## SUPPLIED DATA
— begin —

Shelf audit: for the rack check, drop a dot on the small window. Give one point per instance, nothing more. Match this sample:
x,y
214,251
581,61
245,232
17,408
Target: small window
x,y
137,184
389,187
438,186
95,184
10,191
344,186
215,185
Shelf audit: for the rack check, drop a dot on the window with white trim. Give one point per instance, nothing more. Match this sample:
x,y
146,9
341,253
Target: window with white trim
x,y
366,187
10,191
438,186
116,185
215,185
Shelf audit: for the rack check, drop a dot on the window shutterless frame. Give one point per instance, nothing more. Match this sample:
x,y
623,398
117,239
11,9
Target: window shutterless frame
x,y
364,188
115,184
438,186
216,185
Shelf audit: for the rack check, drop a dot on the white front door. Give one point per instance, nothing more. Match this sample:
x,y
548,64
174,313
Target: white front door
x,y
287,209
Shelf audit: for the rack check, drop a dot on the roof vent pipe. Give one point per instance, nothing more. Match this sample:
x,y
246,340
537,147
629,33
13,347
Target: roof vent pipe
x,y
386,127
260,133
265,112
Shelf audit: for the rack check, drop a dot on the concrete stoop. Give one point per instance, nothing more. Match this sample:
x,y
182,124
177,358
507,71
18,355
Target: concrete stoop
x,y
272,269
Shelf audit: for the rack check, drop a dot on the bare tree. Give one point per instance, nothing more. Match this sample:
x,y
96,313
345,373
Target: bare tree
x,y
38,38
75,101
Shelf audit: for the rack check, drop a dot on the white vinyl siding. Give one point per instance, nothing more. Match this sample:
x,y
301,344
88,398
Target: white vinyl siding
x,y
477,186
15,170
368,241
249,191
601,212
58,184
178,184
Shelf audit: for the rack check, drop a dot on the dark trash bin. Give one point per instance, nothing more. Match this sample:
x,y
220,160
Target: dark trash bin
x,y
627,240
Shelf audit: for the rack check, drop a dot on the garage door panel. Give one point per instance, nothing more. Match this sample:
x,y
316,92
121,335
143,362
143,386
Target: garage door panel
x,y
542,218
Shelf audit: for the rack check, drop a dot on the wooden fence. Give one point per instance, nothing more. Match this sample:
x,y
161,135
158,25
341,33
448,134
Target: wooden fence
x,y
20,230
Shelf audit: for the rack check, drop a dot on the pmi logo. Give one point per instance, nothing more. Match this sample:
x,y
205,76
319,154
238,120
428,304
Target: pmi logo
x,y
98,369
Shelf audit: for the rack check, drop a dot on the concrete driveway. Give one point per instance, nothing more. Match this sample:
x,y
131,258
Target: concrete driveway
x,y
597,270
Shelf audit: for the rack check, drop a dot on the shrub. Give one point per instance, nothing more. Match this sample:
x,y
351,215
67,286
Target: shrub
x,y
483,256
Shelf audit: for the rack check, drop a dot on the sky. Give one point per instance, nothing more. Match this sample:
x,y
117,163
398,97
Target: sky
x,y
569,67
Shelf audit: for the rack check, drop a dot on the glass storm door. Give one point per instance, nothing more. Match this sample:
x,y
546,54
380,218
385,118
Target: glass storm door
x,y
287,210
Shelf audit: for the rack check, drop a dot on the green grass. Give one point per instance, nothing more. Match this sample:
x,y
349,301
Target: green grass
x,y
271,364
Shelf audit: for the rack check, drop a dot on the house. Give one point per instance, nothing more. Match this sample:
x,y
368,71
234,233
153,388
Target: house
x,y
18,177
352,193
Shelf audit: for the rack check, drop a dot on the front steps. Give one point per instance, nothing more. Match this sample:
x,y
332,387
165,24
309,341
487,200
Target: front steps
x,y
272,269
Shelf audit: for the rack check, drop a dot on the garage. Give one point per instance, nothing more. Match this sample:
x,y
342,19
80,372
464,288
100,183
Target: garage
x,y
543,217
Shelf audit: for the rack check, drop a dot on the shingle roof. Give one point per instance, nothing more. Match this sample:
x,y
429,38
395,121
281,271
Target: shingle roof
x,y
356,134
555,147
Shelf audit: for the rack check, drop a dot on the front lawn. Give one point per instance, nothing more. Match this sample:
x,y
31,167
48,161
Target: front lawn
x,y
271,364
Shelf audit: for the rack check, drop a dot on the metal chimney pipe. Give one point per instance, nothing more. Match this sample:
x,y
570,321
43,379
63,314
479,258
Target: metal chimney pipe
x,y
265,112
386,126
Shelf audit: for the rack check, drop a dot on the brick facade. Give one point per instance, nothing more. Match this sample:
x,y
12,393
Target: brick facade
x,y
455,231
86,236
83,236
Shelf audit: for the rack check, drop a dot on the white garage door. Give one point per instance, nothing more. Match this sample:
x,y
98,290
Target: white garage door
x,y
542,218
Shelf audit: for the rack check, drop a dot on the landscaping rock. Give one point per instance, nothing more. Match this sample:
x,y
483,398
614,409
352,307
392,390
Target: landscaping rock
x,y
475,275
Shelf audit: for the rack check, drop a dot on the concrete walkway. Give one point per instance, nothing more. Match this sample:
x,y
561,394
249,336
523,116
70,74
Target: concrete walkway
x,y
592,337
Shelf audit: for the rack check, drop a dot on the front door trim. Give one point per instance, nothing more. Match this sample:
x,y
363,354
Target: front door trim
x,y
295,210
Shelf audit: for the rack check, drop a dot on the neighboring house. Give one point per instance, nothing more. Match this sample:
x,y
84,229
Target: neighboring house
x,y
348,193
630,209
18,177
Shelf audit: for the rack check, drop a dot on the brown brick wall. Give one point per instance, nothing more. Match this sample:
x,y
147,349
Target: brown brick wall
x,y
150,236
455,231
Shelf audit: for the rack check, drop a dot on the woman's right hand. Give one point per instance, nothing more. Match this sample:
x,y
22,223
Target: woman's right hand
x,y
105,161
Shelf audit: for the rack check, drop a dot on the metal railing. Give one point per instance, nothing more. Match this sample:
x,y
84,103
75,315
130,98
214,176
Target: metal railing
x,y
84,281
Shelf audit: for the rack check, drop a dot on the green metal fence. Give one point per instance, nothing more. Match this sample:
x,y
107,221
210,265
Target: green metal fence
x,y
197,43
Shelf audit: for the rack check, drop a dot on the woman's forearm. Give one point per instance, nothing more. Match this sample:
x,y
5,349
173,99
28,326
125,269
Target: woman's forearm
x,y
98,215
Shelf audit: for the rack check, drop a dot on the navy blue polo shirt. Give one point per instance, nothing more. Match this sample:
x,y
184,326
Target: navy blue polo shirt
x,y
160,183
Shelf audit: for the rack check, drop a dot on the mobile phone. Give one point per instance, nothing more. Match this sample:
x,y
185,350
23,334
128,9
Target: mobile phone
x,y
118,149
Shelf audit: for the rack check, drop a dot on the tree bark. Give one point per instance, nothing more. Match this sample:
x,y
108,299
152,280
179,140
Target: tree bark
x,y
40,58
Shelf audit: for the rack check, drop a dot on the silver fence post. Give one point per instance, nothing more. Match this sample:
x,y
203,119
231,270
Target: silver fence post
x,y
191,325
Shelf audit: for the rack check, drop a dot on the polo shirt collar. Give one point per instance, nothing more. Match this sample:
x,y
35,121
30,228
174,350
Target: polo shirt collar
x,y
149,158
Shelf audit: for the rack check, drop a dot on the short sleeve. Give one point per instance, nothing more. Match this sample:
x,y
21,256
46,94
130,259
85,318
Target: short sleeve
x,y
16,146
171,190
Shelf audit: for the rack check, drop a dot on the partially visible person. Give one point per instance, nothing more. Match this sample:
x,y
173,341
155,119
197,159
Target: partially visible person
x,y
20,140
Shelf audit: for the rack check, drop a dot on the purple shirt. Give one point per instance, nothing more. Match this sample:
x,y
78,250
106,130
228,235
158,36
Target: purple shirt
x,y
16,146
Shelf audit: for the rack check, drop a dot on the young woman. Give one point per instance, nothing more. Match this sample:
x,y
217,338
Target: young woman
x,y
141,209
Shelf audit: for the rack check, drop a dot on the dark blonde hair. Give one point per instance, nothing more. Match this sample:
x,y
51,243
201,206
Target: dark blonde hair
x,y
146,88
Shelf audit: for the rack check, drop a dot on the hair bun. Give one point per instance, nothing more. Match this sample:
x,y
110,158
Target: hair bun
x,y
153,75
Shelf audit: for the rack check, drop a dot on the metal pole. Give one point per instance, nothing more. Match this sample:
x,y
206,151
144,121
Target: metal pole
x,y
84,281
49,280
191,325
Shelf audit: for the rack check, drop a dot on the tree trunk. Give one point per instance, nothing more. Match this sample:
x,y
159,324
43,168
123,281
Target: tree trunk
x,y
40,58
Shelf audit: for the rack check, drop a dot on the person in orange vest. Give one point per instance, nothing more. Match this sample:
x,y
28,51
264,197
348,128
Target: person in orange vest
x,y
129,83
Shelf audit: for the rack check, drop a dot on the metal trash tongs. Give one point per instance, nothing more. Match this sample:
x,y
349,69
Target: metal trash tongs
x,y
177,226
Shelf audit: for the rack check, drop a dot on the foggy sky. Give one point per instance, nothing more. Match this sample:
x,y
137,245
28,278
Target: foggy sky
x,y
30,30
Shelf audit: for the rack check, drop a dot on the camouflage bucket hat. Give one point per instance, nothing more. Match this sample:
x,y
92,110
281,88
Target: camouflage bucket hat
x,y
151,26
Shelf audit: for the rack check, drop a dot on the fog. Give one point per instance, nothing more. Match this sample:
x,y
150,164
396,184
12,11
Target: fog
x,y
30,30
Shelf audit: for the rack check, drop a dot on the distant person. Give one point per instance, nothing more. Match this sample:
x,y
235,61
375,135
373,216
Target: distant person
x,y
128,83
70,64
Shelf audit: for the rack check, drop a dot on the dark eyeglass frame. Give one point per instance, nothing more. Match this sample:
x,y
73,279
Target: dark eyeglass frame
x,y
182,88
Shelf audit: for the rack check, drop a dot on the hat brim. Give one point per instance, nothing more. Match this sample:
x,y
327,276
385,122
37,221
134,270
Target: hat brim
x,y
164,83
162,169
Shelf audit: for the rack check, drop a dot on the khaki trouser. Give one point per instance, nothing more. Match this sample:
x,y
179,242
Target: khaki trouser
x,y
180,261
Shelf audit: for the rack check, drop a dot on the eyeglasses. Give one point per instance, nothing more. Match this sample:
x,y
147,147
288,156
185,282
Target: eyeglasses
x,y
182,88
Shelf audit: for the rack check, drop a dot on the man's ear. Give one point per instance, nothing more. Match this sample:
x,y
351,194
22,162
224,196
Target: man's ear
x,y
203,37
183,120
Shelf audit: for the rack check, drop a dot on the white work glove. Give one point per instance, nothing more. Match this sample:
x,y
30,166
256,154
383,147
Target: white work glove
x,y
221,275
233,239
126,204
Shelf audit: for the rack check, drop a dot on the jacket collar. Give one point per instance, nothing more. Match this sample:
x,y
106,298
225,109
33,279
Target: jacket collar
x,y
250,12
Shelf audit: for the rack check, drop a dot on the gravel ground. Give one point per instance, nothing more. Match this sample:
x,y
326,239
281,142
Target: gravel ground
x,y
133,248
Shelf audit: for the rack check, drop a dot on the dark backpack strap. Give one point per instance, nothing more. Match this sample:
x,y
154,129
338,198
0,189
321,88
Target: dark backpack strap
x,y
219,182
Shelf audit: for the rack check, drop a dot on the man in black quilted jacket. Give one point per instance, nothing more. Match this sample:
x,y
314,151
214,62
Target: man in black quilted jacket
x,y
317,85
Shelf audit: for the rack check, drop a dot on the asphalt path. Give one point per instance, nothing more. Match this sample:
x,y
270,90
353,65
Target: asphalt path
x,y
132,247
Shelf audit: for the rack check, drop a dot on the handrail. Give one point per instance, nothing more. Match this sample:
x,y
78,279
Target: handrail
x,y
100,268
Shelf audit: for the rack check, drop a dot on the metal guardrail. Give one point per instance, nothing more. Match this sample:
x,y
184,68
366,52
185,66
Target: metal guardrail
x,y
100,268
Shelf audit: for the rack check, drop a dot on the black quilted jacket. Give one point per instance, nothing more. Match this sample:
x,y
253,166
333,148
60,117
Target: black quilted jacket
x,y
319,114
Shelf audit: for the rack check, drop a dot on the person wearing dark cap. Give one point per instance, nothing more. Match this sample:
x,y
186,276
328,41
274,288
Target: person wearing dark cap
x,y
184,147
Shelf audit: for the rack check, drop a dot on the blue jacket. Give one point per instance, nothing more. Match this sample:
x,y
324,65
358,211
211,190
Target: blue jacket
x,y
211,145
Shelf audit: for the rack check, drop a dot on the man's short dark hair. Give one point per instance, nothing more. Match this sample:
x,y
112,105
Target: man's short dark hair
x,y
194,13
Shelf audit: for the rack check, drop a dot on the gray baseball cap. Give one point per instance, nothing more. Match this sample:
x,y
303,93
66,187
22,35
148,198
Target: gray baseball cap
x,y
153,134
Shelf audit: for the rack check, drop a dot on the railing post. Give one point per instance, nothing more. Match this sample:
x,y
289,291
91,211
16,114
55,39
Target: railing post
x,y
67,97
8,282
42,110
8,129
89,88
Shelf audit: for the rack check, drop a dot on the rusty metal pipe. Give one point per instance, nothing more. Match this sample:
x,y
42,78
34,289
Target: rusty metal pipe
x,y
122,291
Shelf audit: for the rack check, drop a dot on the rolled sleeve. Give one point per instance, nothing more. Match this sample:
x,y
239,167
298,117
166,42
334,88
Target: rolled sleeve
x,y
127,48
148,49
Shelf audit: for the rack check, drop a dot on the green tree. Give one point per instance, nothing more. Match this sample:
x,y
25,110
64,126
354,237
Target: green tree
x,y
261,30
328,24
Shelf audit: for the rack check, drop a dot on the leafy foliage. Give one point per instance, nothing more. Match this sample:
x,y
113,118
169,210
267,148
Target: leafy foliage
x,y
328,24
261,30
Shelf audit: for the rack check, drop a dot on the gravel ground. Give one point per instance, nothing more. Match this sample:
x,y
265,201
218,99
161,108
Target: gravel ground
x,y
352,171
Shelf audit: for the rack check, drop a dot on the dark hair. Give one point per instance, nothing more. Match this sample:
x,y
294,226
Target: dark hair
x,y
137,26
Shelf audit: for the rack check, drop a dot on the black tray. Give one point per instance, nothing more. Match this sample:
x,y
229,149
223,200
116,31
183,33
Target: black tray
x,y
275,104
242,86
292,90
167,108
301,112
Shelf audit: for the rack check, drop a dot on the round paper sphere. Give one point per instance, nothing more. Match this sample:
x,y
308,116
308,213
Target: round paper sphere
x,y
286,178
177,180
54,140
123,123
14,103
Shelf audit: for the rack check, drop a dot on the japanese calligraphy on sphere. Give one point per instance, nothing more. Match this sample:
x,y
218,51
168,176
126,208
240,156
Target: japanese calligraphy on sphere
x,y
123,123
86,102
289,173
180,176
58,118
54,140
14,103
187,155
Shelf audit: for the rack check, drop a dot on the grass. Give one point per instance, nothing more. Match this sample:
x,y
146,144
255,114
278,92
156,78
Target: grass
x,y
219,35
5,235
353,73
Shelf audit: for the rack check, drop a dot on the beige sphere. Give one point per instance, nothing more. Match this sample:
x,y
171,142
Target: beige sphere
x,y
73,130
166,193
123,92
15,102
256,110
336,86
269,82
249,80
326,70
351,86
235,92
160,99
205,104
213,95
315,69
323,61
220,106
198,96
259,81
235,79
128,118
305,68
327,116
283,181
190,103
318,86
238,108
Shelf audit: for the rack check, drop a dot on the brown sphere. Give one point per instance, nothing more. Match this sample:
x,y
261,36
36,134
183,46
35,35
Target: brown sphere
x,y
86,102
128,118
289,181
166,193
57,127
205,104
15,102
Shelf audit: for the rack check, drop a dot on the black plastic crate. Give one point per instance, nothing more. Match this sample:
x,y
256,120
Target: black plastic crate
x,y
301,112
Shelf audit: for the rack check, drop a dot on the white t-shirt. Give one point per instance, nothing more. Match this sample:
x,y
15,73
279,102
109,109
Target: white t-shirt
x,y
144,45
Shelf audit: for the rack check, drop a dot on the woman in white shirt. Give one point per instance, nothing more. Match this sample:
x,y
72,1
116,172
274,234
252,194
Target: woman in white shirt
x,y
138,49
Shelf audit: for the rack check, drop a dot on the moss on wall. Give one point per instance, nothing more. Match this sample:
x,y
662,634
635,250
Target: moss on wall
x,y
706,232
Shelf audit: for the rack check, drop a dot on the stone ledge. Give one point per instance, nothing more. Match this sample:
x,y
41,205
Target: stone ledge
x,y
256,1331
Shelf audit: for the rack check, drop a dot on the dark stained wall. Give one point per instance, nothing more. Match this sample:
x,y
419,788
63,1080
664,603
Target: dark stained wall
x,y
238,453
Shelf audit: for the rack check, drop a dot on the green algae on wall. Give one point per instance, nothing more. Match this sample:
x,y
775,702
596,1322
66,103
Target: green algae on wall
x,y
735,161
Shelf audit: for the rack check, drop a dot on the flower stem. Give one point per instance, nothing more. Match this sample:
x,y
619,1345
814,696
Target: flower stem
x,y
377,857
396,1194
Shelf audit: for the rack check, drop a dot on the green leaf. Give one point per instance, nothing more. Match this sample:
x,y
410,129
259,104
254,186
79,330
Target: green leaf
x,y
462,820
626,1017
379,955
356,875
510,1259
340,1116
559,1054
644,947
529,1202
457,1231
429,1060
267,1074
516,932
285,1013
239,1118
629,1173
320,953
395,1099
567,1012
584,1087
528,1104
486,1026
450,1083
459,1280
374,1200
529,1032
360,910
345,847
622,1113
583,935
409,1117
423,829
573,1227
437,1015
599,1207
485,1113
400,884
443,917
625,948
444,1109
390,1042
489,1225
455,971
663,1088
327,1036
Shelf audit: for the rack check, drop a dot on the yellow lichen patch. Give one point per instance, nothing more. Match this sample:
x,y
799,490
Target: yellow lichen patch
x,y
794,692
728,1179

— end —

## TASK TO CARRY OUT
Return exactly the lines from the line bearing "the green leaf." to the end of the records, inclusive of both; include no other lines.

## RESPONSE BELOW
Shelf audit: for the rack check, drop a dot on the green leaf. Give one point per instance, nothing more. Match this sample:
x,y
410,129
259,104
254,186
79,330
Target: green leaf
x,y
462,820
626,1017
379,955
356,875
510,1259
340,1116
559,1054
644,947
529,1202
457,1231
429,1060
267,1074
516,932
285,1013
239,1118
629,1173
320,953
395,1099
567,1012
584,1087
528,1104
486,1026
450,1083
459,1280
374,1200
529,1032
360,910
345,847
622,1113
583,935
409,1117
423,829
573,1227
437,1015
599,1207
485,1113
400,884
443,917
625,948
444,1109
390,1042
489,1225
455,971
663,1088
327,1036
Shelf audit: for the rack check, drop a dot on the yellow lichen patch. Give one point per instance, nothing more. Match this sample:
x,y
799,490
Target: yellow lichen patch
x,y
794,692
728,1179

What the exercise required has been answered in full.